- [Exercise requirements] Change "rough mask" to "coarse mask" everywhere in the rows and leave every other character as it is.

[Stored data]
▽
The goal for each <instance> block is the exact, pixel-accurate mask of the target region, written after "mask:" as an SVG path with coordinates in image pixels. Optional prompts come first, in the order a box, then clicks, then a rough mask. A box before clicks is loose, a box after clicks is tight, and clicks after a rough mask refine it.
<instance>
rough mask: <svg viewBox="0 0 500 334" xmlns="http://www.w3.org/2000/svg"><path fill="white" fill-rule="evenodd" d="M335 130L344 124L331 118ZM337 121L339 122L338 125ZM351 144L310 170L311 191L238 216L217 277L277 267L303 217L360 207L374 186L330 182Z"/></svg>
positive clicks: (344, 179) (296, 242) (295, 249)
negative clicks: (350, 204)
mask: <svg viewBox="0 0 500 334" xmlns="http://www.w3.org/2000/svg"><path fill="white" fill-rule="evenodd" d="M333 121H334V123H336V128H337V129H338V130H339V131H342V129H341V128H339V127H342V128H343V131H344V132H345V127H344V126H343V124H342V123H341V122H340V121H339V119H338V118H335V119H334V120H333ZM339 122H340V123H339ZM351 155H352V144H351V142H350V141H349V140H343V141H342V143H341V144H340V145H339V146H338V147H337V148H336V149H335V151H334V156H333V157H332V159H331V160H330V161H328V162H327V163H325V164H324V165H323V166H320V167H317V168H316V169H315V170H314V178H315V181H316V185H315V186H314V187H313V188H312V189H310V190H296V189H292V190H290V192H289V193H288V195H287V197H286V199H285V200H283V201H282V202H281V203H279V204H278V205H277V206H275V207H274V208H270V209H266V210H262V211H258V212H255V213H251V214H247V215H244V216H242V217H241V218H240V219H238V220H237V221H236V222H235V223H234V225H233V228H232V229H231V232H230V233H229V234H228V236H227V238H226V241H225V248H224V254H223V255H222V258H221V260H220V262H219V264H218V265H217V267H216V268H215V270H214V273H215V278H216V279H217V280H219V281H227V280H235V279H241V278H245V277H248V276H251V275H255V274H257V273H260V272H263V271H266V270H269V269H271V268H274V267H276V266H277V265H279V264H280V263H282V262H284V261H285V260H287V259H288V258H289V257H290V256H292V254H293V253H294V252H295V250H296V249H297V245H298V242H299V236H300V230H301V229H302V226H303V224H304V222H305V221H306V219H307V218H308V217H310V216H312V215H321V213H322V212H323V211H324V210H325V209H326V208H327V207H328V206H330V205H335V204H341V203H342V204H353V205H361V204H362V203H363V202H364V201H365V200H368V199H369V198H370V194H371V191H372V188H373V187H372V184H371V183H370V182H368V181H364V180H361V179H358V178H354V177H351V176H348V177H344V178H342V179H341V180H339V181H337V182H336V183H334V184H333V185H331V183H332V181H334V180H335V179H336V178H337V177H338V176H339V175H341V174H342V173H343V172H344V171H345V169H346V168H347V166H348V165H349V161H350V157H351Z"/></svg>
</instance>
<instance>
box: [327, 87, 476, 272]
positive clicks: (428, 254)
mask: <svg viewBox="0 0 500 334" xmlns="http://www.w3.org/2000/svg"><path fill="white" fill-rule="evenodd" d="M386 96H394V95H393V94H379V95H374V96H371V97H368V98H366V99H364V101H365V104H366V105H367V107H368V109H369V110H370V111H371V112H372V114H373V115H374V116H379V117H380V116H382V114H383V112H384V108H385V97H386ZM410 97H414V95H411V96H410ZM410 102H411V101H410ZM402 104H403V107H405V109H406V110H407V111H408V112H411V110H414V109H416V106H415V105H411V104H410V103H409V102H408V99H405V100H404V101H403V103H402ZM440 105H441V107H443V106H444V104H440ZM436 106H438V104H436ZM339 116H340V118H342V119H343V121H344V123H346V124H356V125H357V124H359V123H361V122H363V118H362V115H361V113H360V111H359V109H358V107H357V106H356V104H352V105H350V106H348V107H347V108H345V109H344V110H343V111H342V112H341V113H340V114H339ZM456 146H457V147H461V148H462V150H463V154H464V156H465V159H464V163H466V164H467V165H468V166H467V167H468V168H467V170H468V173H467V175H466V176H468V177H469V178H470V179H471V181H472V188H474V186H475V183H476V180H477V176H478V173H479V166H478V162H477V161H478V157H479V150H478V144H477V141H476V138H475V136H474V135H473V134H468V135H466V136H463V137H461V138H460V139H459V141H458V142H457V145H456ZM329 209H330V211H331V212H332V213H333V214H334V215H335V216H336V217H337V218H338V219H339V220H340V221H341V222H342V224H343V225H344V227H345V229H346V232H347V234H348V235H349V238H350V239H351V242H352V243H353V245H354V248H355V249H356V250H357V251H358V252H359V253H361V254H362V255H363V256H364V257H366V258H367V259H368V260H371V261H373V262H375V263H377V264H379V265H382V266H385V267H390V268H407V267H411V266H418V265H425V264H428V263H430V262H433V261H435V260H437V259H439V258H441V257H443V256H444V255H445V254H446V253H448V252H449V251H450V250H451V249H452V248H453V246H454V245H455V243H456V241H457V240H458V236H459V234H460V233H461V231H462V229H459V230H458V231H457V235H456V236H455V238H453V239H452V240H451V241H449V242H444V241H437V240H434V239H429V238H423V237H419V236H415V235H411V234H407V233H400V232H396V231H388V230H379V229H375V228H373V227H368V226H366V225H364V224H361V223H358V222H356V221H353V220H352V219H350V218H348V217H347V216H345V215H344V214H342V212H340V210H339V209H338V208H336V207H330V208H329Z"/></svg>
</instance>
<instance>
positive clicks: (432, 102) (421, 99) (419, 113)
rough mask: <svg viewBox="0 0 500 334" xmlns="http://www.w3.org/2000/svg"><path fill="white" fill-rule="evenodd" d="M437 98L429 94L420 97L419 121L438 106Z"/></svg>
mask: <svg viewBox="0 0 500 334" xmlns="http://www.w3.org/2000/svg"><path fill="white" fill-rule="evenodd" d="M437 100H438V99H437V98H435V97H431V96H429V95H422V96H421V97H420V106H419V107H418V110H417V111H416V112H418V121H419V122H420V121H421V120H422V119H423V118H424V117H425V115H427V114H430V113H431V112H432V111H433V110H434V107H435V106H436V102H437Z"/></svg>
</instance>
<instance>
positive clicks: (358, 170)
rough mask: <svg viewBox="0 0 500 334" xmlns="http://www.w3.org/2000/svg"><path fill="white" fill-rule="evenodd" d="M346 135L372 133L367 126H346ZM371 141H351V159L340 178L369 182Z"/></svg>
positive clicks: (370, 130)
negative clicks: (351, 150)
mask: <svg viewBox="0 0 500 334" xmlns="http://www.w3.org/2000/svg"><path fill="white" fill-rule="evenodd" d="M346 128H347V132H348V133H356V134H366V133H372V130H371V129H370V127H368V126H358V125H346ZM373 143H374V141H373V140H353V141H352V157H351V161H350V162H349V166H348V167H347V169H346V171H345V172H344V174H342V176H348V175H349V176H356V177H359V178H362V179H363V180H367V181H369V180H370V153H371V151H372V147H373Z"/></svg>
△
- [Response for this exercise]
The goal for each <instance> block is the exact, pixel-accurate mask of the target region, written after "mask:" as an SVG path with coordinates in image pixels. Optional prompts come first, in the order a box, then clicks, then a coarse mask. A box before clicks is loose, a box after clicks is tight, and clicks after a coarse mask refine it.
<instance>
coarse mask: <svg viewBox="0 0 500 334" xmlns="http://www.w3.org/2000/svg"><path fill="white" fill-rule="evenodd" d="M335 130L344 124L331 118ZM337 121L339 122L338 125ZM351 144L310 170L311 191L238 216L217 277L277 267L303 217L360 207L374 186L330 182Z"/></svg>
positive clicks: (344, 179) (296, 242) (295, 249)
negative clicks: (350, 204)
mask: <svg viewBox="0 0 500 334" xmlns="http://www.w3.org/2000/svg"><path fill="white" fill-rule="evenodd" d="M333 121H334V123H336V128H337V129H338V130H339V131H342V129H341V128H339V127H342V128H343V131H344V132H345V127H344V126H343V124H342V123H341V122H340V121H339V119H338V118H335V119H334V120H333ZM339 122H340V123H339ZM351 155H352V144H351V142H350V141H349V140H343V141H342V143H341V144H340V145H339V146H338V147H337V148H336V149H335V151H334V156H333V157H332V159H331V160H330V161H328V162H327V163H325V164H324V165H323V166H320V167H317V168H316V169H315V170H314V178H315V181H316V185H315V186H314V187H313V188H312V189H310V190H296V189H292V190H290V192H289V193H288V195H287V197H286V199H285V200H283V201H282V202H281V203H279V204H278V205H277V206H275V207H274V208H270V209H266V210H262V211H258V212H255V213H251V214H247V215H244V216H242V217H241V218H240V219H238V220H237V221H236V222H235V223H234V225H233V228H232V229H231V232H230V233H229V234H228V236H227V238H226V241H225V248H224V254H223V255H222V258H221V260H220V262H219V264H218V265H217V267H216V268H215V270H214V273H215V278H216V279H217V280H219V281H227V280H235V279H241V278H245V277H248V276H251V275H255V274H257V273H260V272H263V271H266V270H269V269H271V268H274V267H276V266H277V265H279V264H280V263H282V262H284V261H285V260H287V259H288V258H289V257H290V256H292V254H293V253H294V252H295V250H296V249H297V245H298V242H299V236H300V230H301V229H302V226H303V224H304V222H305V221H306V219H307V218H308V217H310V216H312V215H321V213H322V212H323V211H324V210H325V209H326V208H327V207H328V206H330V205H335V204H341V203H342V204H353V205H361V204H362V203H363V202H364V201H365V200H368V199H369V198H370V194H371V191H372V188H373V187H372V184H371V183H370V182H368V181H364V180H361V179H358V178H354V177H351V176H348V177H344V178H342V179H341V180H339V181H337V182H336V183H334V184H333V185H331V183H332V181H334V180H335V179H336V178H337V177H338V176H339V175H341V174H342V173H343V172H344V171H345V169H346V168H347V166H348V165H349V161H350V157H351Z"/></svg>
</instance>
<instance>
box: [327, 87, 476, 272]
positive clicks: (428, 254)
mask: <svg viewBox="0 0 500 334" xmlns="http://www.w3.org/2000/svg"><path fill="white" fill-rule="evenodd" d="M386 96H394V95H393V94H379V95H374V96H371V97H368V98H366V99H364V101H365V104H366V105H367V107H368V109H369V110H370V111H371V112H372V114H373V115H374V116H379V117H380V116H382V114H383V112H384V108H385V97H386ZM410 97H414V95H411V96H410ZM410 102H411V101H410ZM402 104H403V107H405V109H406V110H407V111H408V112H411V110H414V109H416V106H415V105H411V104H410V103H409V102H408V99H405V100H404V101H403V103H402ZM440 105H441V107H443V106H444V104H440ZM436 106H438V104H436ZM339 116H340V118H342V119H343V121H344V123H346V124H356V125H357V124H359V123H361V122H363V118H362V115H361V113H360V111H359V109H358V107H357V106H356V104H352V105H350V106H348V107H347V108H345V109H344V110H343V111H342V112H341V113H340V114H339ZM456 146H457V147H461V148H462V150H463V154H464V156H465V159H464V163H466V164H467V165H468V166H467V167H468V168H467V170H468V173H467V175H466V176H468V177H469V178H470V179H471V181H472V188H474V186H475V183H476V180H477V176H478V173H479V166H478V162H477V161H478V157H479V150H478V144H477V141H476V138H475V136H474V135H473V134H468V135H466V136H463V137H461V138H460V139H459V141H458V142H457V145H456ZM329 209H330V211H331V212H332V213H333V214H334V215H335V216H336V217H337V218H338V219H339V220H340V221H341V222H342V224H343V225H344V227H345V229H346V232H347V234H348V235H349V238H350V239H351V242H352V243H353V245H354V248H355V249H356V250H357V251H358V252H359V253H361V254H362V255H363V256H364V257H366V258H367V259H368V260H371V261H373V262H375V263H377V264H379V265H382V266H385V267H390V268H407V267H411V266H418V265H425V264H428V263H430V262H433V261H435V260H437V259H439V258H441V257H443V256H444V255H445V254H446V253H448V252H449V251H450V250H451V249H452V248H453V246H454V245H455V243H456V241H457V240H458V236H459V234H460V233H461V231H462V229H459V230H458V231H457V235H456V236H455V238H453V239H452V240H451V241H449V242H444V241H437V240H434V239H429V238H423V237H419V236H415V235H411V234H407V233H400V232H396V231H388V230H379V229H375V228H373V227H368V226H366V225H364V224H361V223H358V222H356V221H353V220H352V219H350V218H348V217H347V216H345V215H344V214H342V212H340V210H339V209H338V208H336V207H330V208H329Z"/></svg>
</instance>
<instance>
positive clicks: (432, 102) (421, 99) (419, 113)
coarse mask: <svg viewBox="0 0 500 334" xmlns="http://www.w3.org/2000/svg"><path fill="white" fill-rule="evenodd" d="M437 98L429 94L420 97L419 121L438 106Z"/></svg>
mask: <svg viewBox="0 0 500 334" xmlns="http://www.w3.org/2000/svg"><path fill="white" fill-rule="evenodd" d="M437 100H438V99H437V98H435V97H431V96H429V95H422V96H421V97H420V106H419V107H418V110H417V111H416V112H418V121H419V122H420V121H421V120H422V119H423V118H424V117H425V115H427V114H430V113H431V112H432V111H433V110H434V107H435V106H436V102H437Z"/></svg>
</instance>
<instance>
positive clicks: (358, 170)
coarse mask: <svg viewBox="0 0 500 334" xmlns="http://www.w3.org/2000/svg"><path fill="white" fill-rule="evenodd" d="M346 135L372 133L367 126H346ZM371 141H351V159L340 178L369 182Z"/></svg>
positive clicks: (370, 130)
negative clicks: (351, 150)
mask: <svg viewBox="0 0 500 334" xmlns="http://www.w3.org/2000/svg"><path fill="white" fill-rule="evenodd" d="M346 128H347V132H348V133H356V134H366V133H372V130H371V129H370V127H368V126H358V125H346ZM373 143H374V141H373V140H353V141H352V157H351V161H350V162H349V166H348V167H347V169H346V171H345V172H344V174H342V176H348V175H349V176H356V177H359V178H362V179H363V180H367V181H369V180H370V153H371V151H372V147H373Z"/></svg>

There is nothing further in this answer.